## GIVEN ENTRIES

= Beginning of Section =

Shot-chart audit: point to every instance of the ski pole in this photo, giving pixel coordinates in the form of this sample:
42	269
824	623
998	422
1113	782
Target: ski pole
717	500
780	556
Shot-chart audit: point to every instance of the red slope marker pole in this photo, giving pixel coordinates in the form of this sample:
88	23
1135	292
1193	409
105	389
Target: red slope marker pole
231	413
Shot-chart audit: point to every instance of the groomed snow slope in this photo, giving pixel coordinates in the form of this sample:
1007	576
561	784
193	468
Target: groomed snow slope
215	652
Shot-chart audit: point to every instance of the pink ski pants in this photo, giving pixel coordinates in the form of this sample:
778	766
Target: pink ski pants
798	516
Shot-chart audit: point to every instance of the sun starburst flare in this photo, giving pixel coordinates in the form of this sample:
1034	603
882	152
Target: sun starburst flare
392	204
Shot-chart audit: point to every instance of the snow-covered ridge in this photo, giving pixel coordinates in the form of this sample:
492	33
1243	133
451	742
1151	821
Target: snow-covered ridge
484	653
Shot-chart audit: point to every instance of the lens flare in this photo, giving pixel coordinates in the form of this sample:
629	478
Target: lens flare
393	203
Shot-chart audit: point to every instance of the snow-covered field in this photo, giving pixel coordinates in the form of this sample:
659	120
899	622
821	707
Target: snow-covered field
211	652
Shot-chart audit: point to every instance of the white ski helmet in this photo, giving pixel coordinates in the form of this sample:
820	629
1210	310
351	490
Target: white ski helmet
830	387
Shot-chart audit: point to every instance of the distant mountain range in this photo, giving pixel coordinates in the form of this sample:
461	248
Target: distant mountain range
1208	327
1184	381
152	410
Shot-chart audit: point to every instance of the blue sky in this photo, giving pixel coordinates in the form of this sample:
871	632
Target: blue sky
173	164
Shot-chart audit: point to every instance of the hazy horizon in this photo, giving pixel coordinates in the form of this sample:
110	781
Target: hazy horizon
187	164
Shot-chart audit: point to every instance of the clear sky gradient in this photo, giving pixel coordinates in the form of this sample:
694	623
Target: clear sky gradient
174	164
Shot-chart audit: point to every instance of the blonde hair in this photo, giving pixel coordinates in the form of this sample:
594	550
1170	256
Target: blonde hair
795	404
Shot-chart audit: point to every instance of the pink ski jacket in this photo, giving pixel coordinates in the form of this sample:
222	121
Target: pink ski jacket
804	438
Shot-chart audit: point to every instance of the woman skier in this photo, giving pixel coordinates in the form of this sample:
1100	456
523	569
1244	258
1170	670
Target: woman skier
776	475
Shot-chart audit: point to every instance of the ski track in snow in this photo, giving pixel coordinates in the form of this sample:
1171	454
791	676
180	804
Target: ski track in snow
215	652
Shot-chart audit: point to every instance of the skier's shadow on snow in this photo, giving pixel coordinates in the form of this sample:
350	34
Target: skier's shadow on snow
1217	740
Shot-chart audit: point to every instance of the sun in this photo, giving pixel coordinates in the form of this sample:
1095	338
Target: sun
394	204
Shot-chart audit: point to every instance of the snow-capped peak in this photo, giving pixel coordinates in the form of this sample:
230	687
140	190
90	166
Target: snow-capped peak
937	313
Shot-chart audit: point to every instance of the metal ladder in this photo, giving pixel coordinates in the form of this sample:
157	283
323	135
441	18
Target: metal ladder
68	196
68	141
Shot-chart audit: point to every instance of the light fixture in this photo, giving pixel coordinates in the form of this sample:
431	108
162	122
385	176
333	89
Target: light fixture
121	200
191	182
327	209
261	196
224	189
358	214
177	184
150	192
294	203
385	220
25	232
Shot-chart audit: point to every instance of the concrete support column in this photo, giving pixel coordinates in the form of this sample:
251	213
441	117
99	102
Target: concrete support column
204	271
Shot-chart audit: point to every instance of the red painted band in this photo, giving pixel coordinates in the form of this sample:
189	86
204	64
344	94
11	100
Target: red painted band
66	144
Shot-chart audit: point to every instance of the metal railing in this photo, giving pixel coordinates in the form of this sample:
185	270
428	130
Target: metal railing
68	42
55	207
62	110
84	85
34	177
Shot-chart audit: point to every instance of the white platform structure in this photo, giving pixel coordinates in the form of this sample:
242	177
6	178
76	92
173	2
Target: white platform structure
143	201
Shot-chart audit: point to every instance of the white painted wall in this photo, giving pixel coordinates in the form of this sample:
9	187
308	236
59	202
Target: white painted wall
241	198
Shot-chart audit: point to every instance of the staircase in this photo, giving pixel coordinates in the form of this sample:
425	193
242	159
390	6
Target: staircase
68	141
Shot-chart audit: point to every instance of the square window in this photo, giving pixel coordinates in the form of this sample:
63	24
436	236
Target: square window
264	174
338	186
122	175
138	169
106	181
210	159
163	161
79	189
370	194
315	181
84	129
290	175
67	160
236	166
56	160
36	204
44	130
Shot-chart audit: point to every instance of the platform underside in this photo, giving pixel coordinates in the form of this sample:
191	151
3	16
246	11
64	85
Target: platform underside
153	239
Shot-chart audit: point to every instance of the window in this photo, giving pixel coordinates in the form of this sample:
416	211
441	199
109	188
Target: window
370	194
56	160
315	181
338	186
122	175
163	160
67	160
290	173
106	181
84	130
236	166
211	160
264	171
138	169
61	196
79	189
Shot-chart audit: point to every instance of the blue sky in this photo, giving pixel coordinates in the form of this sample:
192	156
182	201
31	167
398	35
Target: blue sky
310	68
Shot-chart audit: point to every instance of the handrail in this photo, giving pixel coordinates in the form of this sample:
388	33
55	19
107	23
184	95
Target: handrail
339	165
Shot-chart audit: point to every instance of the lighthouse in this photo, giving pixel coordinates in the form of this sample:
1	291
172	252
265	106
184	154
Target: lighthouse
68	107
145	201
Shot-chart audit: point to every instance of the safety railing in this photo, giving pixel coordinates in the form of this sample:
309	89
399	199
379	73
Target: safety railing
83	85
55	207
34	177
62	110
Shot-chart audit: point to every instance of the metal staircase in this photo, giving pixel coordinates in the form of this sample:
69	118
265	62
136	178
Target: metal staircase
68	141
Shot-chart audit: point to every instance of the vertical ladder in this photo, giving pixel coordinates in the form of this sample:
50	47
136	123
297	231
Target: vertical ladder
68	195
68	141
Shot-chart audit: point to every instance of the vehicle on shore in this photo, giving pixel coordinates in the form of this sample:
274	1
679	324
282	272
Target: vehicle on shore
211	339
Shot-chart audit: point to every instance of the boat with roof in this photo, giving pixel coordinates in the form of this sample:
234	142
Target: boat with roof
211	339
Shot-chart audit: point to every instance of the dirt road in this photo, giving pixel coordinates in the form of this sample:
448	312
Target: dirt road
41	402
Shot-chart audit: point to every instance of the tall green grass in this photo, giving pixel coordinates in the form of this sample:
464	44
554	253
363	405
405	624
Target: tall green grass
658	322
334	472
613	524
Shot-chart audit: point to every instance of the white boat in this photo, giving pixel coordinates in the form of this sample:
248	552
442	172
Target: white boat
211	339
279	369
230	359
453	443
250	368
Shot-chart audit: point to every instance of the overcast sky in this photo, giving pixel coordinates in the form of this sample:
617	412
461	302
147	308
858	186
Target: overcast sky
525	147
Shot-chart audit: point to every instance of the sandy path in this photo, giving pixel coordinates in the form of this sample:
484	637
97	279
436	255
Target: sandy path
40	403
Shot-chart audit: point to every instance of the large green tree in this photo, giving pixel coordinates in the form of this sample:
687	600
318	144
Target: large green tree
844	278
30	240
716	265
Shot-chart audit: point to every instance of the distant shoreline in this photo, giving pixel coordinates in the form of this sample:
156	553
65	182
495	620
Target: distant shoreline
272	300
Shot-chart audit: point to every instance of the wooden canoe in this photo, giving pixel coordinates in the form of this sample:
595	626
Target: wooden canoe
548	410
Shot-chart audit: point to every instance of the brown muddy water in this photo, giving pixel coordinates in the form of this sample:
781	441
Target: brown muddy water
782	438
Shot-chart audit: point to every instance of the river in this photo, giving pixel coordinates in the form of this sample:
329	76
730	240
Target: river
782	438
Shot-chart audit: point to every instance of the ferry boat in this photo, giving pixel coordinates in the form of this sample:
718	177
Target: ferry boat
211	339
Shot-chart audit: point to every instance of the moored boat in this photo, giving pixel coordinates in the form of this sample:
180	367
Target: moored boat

= End of Section =

## TASK DETAILS
Where a line of the data above includes the string "moored", pull it out.

## EXERCISE ANSWER
Shot-chart audit: point to every instance of the moored boat in this photo, giving pixel coordinates in the form of this sample:
Target: moored boat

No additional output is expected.